Point-per-instance localization data:
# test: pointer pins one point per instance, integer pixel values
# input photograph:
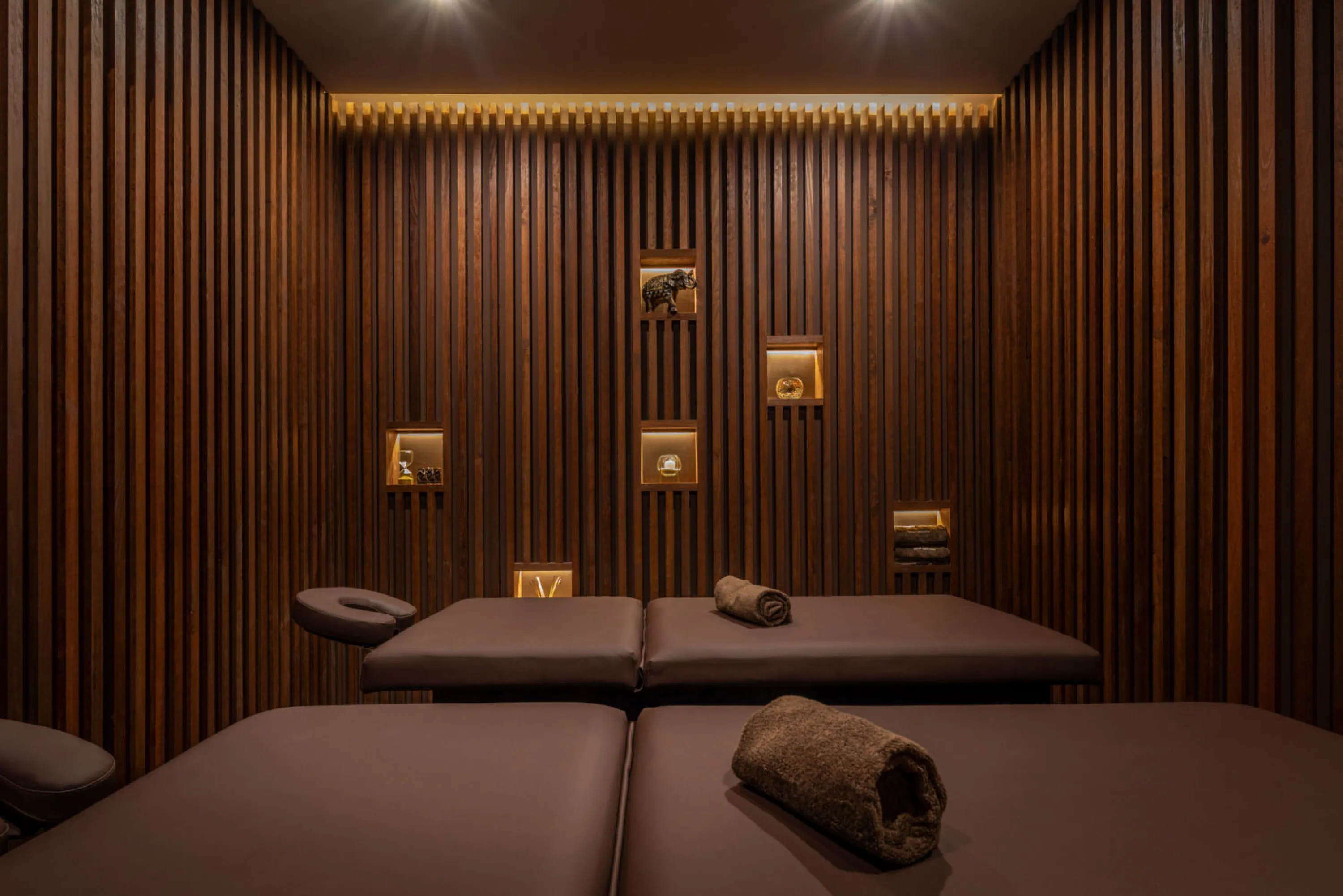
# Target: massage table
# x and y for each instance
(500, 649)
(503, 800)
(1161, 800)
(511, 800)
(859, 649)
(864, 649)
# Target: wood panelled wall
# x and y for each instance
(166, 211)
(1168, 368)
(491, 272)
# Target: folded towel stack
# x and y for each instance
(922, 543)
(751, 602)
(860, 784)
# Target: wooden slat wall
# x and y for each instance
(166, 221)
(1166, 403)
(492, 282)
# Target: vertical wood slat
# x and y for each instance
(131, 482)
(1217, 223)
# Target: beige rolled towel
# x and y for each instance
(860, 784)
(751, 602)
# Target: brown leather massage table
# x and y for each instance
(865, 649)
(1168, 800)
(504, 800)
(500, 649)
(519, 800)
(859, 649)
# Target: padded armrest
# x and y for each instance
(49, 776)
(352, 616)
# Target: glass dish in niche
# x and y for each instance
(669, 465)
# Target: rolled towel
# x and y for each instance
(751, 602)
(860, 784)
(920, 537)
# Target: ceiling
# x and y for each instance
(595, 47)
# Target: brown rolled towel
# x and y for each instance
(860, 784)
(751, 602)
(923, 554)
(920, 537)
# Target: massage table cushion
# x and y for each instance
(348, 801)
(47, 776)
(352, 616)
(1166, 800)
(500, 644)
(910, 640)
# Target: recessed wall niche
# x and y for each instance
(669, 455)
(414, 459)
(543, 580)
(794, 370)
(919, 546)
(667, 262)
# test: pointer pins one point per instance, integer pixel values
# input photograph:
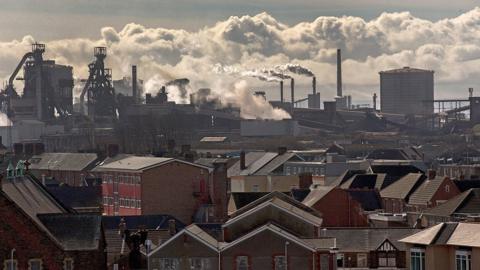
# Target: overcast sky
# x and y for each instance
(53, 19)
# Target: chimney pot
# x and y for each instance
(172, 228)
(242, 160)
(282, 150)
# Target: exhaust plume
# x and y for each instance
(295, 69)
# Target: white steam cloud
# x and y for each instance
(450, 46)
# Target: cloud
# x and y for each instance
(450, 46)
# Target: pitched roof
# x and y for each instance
---
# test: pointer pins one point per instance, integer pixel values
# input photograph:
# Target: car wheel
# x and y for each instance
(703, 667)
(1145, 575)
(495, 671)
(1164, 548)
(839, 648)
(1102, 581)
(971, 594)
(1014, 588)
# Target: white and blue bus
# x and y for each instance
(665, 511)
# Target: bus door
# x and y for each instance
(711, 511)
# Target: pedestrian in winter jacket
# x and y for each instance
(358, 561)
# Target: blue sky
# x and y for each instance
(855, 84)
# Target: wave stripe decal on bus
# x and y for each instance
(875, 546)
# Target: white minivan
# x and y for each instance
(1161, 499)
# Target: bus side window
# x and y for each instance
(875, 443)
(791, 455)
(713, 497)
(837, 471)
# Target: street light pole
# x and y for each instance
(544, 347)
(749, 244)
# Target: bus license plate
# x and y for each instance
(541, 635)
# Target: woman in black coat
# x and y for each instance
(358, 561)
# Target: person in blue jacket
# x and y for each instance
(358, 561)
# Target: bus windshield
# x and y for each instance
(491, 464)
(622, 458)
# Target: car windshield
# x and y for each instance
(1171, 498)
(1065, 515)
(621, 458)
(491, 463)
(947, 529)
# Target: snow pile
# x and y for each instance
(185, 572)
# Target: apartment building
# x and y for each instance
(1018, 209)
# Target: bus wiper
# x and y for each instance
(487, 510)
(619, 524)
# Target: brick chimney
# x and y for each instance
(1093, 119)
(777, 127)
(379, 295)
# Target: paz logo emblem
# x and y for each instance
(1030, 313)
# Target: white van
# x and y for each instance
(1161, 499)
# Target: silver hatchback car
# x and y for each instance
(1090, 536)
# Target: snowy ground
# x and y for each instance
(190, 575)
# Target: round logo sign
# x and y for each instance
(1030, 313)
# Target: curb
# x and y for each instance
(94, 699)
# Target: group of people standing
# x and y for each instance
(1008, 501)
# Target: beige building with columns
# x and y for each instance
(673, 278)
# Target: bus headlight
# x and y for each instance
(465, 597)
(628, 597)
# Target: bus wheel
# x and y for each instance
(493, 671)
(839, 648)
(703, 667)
* * *
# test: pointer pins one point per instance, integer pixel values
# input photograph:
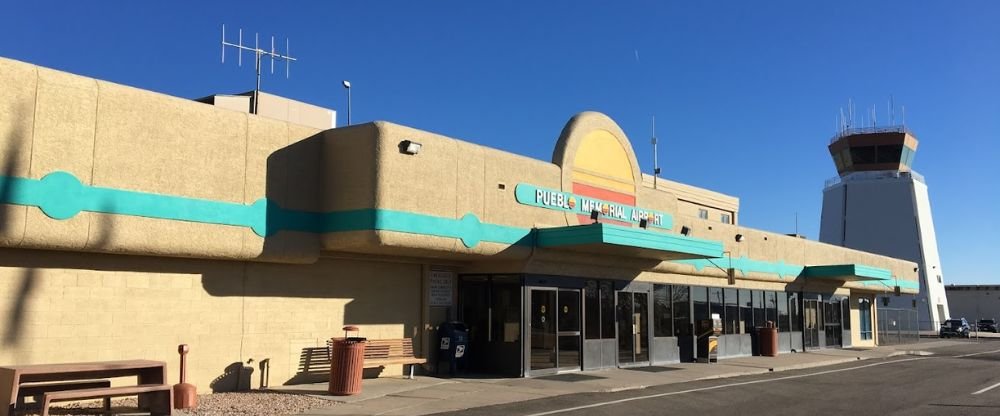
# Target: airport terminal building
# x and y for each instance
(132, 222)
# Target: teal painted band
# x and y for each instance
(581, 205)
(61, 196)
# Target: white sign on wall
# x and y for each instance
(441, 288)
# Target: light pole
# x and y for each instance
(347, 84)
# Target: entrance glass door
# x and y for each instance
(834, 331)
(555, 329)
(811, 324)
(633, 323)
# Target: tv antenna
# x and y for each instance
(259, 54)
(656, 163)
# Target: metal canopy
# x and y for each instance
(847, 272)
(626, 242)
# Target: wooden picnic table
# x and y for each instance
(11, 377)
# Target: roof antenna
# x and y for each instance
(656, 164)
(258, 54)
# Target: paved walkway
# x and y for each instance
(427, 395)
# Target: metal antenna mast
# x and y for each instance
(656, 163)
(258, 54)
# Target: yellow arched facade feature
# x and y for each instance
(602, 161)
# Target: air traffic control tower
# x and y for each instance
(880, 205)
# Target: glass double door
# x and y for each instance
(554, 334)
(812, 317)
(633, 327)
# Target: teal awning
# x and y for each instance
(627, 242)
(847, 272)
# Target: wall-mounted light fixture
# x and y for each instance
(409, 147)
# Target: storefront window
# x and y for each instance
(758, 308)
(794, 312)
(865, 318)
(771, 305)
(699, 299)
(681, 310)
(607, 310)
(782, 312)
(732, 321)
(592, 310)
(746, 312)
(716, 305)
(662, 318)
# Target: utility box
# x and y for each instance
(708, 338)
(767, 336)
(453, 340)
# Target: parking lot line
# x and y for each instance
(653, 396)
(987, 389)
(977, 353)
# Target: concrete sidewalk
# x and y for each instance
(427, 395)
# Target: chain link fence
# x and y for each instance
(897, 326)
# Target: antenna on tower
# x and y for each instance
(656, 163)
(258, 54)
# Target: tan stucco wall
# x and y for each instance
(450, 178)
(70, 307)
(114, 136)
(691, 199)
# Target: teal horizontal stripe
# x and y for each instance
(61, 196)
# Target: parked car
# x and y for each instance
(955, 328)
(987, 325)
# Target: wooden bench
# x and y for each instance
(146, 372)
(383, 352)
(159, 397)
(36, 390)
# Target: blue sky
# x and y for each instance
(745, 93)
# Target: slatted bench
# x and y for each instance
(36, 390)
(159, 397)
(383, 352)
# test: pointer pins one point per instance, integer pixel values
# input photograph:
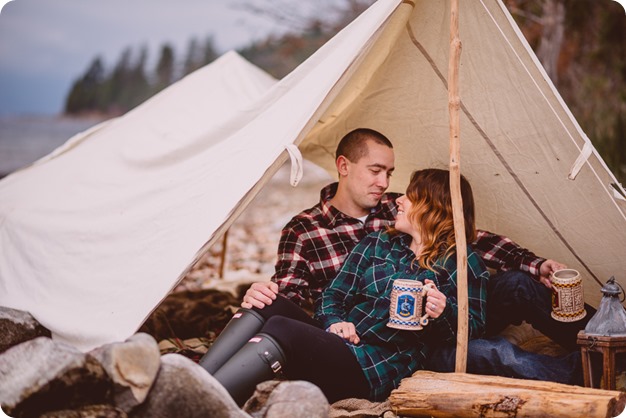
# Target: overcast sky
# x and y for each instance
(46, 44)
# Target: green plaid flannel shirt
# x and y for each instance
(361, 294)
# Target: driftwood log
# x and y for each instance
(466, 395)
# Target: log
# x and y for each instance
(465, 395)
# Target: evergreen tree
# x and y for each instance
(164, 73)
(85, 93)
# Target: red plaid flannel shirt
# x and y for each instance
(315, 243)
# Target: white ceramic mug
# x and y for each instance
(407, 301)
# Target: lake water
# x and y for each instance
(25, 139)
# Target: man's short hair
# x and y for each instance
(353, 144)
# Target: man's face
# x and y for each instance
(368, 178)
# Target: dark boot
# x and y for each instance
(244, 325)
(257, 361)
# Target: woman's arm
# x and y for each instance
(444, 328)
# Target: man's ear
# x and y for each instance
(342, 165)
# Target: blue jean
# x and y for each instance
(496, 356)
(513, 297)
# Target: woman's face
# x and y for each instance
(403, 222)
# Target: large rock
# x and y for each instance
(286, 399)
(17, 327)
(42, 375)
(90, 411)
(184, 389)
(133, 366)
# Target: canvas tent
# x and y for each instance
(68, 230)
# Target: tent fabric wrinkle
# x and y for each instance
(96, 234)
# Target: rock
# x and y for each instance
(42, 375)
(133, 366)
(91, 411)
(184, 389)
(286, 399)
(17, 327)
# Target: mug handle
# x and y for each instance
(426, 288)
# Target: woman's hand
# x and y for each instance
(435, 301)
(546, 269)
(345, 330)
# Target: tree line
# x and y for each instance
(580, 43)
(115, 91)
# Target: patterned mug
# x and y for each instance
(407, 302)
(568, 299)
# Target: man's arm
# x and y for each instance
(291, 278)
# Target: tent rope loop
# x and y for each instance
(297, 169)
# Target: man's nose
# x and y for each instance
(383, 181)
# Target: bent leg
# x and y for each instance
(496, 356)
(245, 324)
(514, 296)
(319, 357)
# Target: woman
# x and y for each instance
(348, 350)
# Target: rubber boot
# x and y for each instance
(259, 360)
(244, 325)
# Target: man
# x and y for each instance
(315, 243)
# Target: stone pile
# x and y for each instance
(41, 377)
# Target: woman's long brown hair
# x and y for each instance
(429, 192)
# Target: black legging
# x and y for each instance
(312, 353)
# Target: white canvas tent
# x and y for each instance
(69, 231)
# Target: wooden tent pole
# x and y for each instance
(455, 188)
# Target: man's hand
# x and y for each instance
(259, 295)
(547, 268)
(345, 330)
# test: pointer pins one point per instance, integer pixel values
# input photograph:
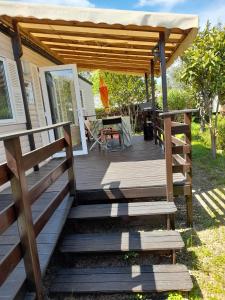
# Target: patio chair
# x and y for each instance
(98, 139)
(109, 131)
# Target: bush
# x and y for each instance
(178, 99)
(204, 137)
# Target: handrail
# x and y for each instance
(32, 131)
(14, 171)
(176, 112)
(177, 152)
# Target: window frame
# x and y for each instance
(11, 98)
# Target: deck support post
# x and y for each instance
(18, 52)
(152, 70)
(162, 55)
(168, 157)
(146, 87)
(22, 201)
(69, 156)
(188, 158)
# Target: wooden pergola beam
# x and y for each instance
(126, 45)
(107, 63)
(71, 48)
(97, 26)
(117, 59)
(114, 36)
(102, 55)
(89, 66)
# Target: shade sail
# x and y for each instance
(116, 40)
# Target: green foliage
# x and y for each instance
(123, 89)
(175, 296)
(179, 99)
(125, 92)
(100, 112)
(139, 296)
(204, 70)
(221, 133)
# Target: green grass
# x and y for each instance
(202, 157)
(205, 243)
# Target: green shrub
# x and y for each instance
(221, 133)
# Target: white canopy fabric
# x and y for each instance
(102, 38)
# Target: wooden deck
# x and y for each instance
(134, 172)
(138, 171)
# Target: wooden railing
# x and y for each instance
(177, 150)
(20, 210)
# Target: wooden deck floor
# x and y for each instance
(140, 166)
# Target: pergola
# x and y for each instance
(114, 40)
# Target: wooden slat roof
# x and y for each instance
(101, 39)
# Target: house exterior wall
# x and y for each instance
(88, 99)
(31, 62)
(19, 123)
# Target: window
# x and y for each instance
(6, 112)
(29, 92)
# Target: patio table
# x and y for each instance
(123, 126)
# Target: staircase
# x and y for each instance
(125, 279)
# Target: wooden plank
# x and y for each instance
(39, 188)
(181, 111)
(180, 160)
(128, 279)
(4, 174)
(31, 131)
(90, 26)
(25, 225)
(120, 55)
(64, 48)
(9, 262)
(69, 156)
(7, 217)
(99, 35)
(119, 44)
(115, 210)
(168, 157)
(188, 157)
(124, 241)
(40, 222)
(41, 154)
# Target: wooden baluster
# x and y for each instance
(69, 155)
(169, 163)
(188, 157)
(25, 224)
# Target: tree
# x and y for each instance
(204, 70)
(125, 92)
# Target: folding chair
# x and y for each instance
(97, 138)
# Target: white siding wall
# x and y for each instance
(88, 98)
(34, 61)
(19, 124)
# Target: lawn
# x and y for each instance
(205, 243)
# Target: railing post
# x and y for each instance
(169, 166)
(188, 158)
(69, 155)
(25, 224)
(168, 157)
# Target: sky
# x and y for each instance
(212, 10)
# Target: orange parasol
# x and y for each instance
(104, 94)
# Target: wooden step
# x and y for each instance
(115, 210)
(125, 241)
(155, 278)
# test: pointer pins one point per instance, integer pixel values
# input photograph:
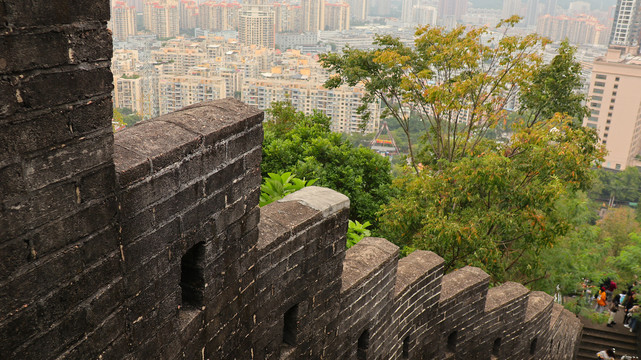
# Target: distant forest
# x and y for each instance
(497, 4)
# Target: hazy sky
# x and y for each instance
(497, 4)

EXERCISE AIM: Search the records above for the string "towel". Copy every line that contains it.

WRITTEN ANSWER:
# Target: folded towel stack
# Target: beige rolled towel
# Target: rolled towel
# Target: brown rolled towel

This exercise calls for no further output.